What this task involves →
Please copy out all of the material below with each "mask" changed to "region" and nothing else altered, leaving out the pictures.

(begin)

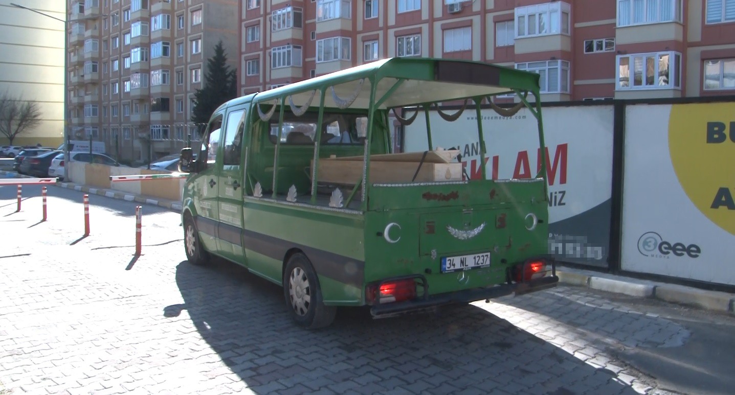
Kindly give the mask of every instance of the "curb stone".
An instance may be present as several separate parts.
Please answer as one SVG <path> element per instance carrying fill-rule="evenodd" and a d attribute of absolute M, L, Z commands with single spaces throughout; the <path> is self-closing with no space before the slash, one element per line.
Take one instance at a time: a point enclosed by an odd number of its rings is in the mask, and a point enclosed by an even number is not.
<path fill-rule="evenodd" d="M 16 178 L 33 178 L 18 175 L 15 172 L 3 170 L 0 170 L 0 175 Z M 69 182 L 57 182 L 56 185 L 76 191 L 106 196 L 113 199 L 158 206 L 176 212 L 180 212 L 182 209 L 182 203 L 180 201 L 154 199 L 121 191 L 88 187 Z M 735 294 L 648 281 L 609 273 L 565 267 L 559 268 L 556 275 L 559 278 L 560 283 L 567 285 L 582 286 L 636 297 L 653 298 L 664 302 L 694 306 L 705 310 L 729 313 L 731 315 L 735 315 Z"/>

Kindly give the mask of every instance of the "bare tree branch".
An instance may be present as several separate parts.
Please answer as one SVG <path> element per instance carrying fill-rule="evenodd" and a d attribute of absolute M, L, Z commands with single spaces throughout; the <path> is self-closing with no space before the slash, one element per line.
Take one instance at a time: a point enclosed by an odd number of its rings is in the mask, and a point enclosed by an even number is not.
<path fill-rule="evenodd" d="M 30 131 L 41 123 L 41 111 L 38 103 L 24 101 L 21 96 L 13 96 L 5 92 L 0 95 L 0 133 L 10 145 L 18 135 Z"/>

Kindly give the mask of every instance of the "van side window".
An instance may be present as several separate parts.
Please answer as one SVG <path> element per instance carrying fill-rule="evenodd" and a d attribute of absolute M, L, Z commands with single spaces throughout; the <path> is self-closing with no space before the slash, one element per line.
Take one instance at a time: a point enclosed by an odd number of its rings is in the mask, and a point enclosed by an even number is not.
<path fill-rule="evenodd" d="M 243 132 L 245 130 L 245 110 L 230 112 L 225 126 L 225 165 L 240 165 L 243 148 Z"/>

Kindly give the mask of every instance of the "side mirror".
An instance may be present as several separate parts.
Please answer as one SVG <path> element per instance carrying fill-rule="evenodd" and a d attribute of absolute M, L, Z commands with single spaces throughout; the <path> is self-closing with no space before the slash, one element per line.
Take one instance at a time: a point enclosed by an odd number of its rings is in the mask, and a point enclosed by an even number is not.
<path fill-rule="evenodd" d="M 193 173 L 195 166 L 194 155 L 190 148 L 182 148 L 179 156 L 179 171 L 180 173 Z"/>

(end)

Output of the exercise →
Kindly give the region of every instance of the "curb stone".
An instance may be present as several separate parts.
Please answer as one SVG <path> element per instance carrying fill-rule="evenodd" and a d attribute of absolute M, L, Z commands with single spaces throughout; the <path> is self-closing with no space before the slash, one element per line.
Take one instance at a time: a point enclosed by an odd number of its rings is in the region, and a point enclosed by an even number is not.
<path fill-rule="evenodd" d="M 16 178 L 33 178 L 18 175 L 15 172 L 3 170 L 0 170 L 0 175 Z M 69 182 L 57 182 L 56 185 L 76 191 L 106 196 L 113 199 L 158 206 L 176 212 L 180 212 L 182 209 L 182 203 L 180 201 L 154 199 L 121 191 L 88 187 Z M 735 294 L 648 281 L 609 273 L 565 267 L 559 268 L 556 275 L 559 278 L 560 283 L 567 285 L 582 286 L 636 297 L 653 298 L 664 302 L 694 306 L 705 310 L 729 313 L 731 315 L 735 315 Z"/>

Kindly give the region of every instance of the "bare tree branch".
An instance may be present as several separate parts.
Please answer as one SVG <path> element per instance carrying fill-rule="evenodd" and a d attribute of absolute M, L, Z commands with single spaces throughout; the <path> is self-closing with no space before the slash, one element per line.
Take one instance at a time: a point enclosed by an odd number of its rings is in the region, and a point enclosed by an even number is not.
<path fill-rule="evenodd" d="M 30 131 L 41 123 L 41 111 L 38 103 L 24 101 L 21 96 L 13 96 L 5 92 L 0 95 L 0 133 L 10 145 L 18 135 Z"/>

Kindly give the region of every instance of the "van side window".
An instance may be present as several separate parts.
Please answer as one SVG <path> element per instance carrying fill-rule="evenodd" and a d attribute of absolute M, L, Z commands with single spaces throughout; the <path> is self-closing with no space before the slash, one element per line.
Take one instance at a time: a point enclosed by an odd number of its rings is in the region, and a point enclosed by an even number is not.
<path fill-rule="evenodd" d="M 243 132 L 245 130 L 245 110 L 230 112 L 225 126 L 225 165 L 240 165 L 243 148 Z"/>

Kindly give the region of every instance of the "side mirror".
An instance may be present as several separate parts.
Please answer as one SVG <path> element per instance carrying fill-rule="evenodd" and a d attribute of absolute M, L, Z commands with single spaces throughout; the <path> is self-closing with no space before the slash, one element per line.
Take one instance at a time: a point enclosed by an odd number of its rings is in the region, and a point enclosed by an even number is not.
<path fill-rule="evenodd" d="M 193 173 L 195 166 L 194 155 L 190 148 L 182 148 L 179 156 L 179 171 L 180 173 Z"/>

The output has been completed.